Written problem: Copy the data below line for line without changing anything.

###

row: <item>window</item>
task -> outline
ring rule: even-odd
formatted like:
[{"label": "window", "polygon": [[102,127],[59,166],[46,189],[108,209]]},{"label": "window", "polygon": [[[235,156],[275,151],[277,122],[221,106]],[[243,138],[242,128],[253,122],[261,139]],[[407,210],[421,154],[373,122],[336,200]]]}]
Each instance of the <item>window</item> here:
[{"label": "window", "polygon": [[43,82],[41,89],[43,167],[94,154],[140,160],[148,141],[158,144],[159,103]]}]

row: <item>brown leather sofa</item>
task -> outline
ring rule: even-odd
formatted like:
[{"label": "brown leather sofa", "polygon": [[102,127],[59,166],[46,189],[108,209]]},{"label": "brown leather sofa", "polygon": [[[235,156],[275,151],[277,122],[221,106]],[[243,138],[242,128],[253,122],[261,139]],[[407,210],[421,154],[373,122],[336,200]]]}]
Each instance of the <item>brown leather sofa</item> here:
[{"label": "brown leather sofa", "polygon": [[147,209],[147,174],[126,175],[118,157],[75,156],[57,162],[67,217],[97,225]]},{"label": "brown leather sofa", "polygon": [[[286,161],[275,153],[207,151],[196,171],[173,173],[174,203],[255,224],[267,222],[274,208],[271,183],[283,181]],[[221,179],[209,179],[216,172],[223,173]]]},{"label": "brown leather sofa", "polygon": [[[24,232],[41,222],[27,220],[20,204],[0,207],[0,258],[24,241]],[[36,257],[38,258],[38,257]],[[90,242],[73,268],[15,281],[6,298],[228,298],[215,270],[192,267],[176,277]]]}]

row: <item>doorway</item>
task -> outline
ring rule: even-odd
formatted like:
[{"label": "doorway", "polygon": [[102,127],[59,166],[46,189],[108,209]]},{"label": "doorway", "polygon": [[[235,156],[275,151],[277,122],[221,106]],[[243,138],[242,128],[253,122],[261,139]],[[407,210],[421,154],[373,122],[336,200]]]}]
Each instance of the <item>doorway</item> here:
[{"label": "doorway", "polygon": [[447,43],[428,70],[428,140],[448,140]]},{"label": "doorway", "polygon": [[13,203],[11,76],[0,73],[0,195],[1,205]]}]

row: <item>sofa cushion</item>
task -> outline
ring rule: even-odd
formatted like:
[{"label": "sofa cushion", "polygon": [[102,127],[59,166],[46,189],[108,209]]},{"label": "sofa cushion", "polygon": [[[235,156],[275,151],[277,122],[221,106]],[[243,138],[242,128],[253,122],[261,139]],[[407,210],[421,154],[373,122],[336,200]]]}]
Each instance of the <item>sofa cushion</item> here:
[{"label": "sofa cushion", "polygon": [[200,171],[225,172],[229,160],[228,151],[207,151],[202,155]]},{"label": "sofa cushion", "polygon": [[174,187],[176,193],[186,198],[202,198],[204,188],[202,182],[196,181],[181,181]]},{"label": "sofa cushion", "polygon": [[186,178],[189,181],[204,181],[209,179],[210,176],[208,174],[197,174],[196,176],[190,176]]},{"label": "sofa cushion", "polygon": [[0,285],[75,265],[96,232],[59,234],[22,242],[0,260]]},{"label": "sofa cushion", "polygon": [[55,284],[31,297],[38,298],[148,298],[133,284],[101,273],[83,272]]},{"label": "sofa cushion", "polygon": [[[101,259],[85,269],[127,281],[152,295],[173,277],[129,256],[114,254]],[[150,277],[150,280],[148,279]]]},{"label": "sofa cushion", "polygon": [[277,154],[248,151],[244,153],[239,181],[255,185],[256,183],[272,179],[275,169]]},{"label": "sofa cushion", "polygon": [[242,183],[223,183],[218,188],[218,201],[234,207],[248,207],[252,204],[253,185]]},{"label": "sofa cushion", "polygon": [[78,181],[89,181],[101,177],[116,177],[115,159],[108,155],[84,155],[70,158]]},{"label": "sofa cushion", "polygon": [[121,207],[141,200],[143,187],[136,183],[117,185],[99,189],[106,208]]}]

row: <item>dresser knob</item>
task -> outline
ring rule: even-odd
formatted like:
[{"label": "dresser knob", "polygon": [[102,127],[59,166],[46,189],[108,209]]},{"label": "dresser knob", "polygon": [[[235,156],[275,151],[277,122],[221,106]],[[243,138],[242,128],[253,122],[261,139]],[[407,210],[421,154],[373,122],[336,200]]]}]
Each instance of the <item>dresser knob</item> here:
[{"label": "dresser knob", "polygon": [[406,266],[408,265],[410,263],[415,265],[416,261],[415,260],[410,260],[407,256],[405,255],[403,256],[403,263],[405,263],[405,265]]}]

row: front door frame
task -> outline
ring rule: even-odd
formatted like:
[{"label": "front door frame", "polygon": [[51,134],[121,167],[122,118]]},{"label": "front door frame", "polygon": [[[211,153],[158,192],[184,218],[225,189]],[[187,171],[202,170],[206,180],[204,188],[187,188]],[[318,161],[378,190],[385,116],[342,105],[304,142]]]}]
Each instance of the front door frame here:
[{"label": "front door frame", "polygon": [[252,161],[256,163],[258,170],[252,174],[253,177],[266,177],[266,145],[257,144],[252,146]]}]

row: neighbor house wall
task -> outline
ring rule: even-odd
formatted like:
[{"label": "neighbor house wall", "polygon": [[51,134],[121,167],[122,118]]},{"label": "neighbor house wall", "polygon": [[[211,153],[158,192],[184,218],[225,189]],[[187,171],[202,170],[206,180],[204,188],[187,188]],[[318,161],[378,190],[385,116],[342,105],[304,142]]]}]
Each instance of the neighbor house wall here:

###

Solution:
row: <item>window</item>
task -> outline
ring rule: even-odd
formatted like:
[{"label": "window", "polygon": [[102,127],[59,166],[46,189],[108,209]]},{"label": "window", "polygon": [[[235,156],[275,151],[277,122],[221,106]],[[243,138],[242,128],[253,122],[261,139]],[[407,210],[421,154],[373,122],[336,200]]]}]
Each instance of the <item>window</item> here:
[{"label": "window", "polygon": [[43,82],[41,89],[43,167],[94,154],[140,160],[148,141],[158,144],[159,103]]}]

row: <item>brown leather sofa</item>
task -> outline
ring rule: even-odd
formatted like:
[{"label": "brown leather sofa", "polygon": [[102,127],[59,166],[46,189],[108,209]]},{"label": "brown leather sofa", "polygon": [[[235,156],[275,151],[277,122],[221,106]],[[243,138],[242,128],[253,122],[261,139]],[[407,210],[421,154],[373,122],[336,200]]]}]
Each instance of the <item>brown leather sofa</item> here:
[{"label": "brown leather sofa", "polygon": [[147,209],[147,174],[126,175],[118,157],[75,156],[57,162],[67,217],[97,225]]},{"label": "brown leather sofa", "polygon": [[[286,161],[275,153],[207,151],[196,171],[173,173],[174,203],[255,224],[267,222],[274,208],[271,183],[283,181]],[[221,179],[209,179],[216,172],[223,173]]]},{"label": "brown leather sofa", "polygon": [[[24,232],[41,222],[27,220],[20,204],[0,207],[0,258],[24,241]],[[36,257],[38,258],[38,257]],[[90,242],[73,268],[15,281],[6,298],[228,298],[215,270],[192,267],[176,277]]]}]

row: <item>doorway</item>
task -> outline
ring rule: even-odd
formatted like:
[{"label": "doorway", "polygon": [[102,127],[59,166],[46,189],[108,209]]},{"label": "doorway", "polygon": [[[235,156],[275,151],[277,122],[221,106]],[[243,138],[242,128],[253,122],[261,139]],[[407,210],[421,154],[373,122],[336,200]]]}]
Each instance of the <item>doorway</item> here:
[{"label": "doorway", "polygon": [[447,43],[428,70],[428,140],[448,140]]},{"label": "doorway", "polygon": [[13,203],[11,76],[0,73],[0,195],[1,205]]}]

row: <item>sofa cushion</item>
task -> outline
ring rule: even-odd
formatted like:
[{"label": "sofa cushion", "polygon": [[102,127],[59,166],[46,189],[108,209]]},{"label": "sofa cushion", "polygon": [[[235,156],[275,151],[277,122],[221,106]],[[243,138],[242,128],[253,122],[261,139]],[[407,210],[421,154],[373,122],[336,200]]]}]
Each instance of the <item>sofa cushion</item> here:
[{"label": "sofa cushion", "polygon": [[200,171],[225,172],[229,160],[228,151],[207,151],[202,155]]},{"label": "sofa cushion", "polygon": [[174,187],[176,193],[186,198],[202,198],[204,188],[202,182],[196,181],[181,181]]},{"label": "sofa cushion", "polygon": [[186,178],[189,181],[204,181],[209,179],[210,176],[208,174],[197,174],[196,176],[190,176]]},{"label": "sofa cushion", "polygon": [[0,285],[75,265],[96,232],[59,234],[22,242],[0,260]]},{"label": "sofa cushion", "polygon": [[55,284],[31,297],[38,298],[148,298],[133,284],[101,273],[83,272]]},{"label": "sofa cushion", "polygon": [[[101,259],[85,269],[127,281],[152,295],[173,277],[129,256],[114,254]],[[150,277],[150,280],[148,279]]]},{"label": "sofa cushion", "polygon": [[277,154],[248,151],[244,153],[239,181],[255,185],[256,183],[272,179],[275,169]]},{"label": "sofa cushion", "polygon": [[242,183],[223,183],[218,188],[218,201],[234,207],[248,207],[252,204],[253,185]]},{"label": "sofa cushion", "polygon": [[78,181],[89,181],[101,177],[116,177],[115,159],[108,155],[84,155],[70,158]]},{"label": "sofa cushion", "polygon": [[121,207],[141,200],[143,187],[136,183],[117,185],[99,189],[106,208]]}]

row: <item>dresser knob</item>
task -> outline
ring rule: even-odd
formatted like:
[{"label": "dresser knob", "polygon": [[102,127],[59,166],[46,189],[108,209]]},{"label": "dresser knob", "polygon": [[[235,156],[275,151],[277,122],[221,106]],[[243,138],[242,128],[253,122],[261,139]],[[407,210],[421,154],[373,122],[336,200]]]}]
Each instance of the <item>dresser knob</item> here:
[{"label": "dresser knob", "polygon": [[406,266],[408,265],[410,263],[415,265],[416,261],[415,260],[410,260],[407,256],[405,255],[403,256],[403,263],[405,263],[405,265]]}]

row: front door frame
task -> outline
ring rule: even-odd
formatted like:
[{"label": "front door frame", "polygon": [[51,134],[121,167],[122,118]]},{"label": "front door frame", "polygon": [[[211,153],[158,192],[184,218],[225,189]],[[187,171],[202,170],[206,180],[204,188],[187,188]],[[318,161],[378,190],[385,116],[342,105],[304,142]]]}]
Each instance of the front door frame here:
[{"label": "front door frame", "polygon": [[252,161],[256,163],[258,170],[252,174],[253,177],[266,177],[266,145],[257,144],[252,146]]}]

row: neighbor house wall
task -> outline
ring rule: even-odd
formatted like:
[{"label": "neighbor house wall", "polygon": [[51,134],[121,167],[122,118]]},{"label": "neighbor house wall", "polygon": [[[211,153],[158,192],[184,218],[225,189]],[[187,171],[202,170],[206,180],[204,188],[187,188]],[[318,161],[378,190],[385,116],[342,105],[304,142]]]}]
Each instance of the neighbor house wall here:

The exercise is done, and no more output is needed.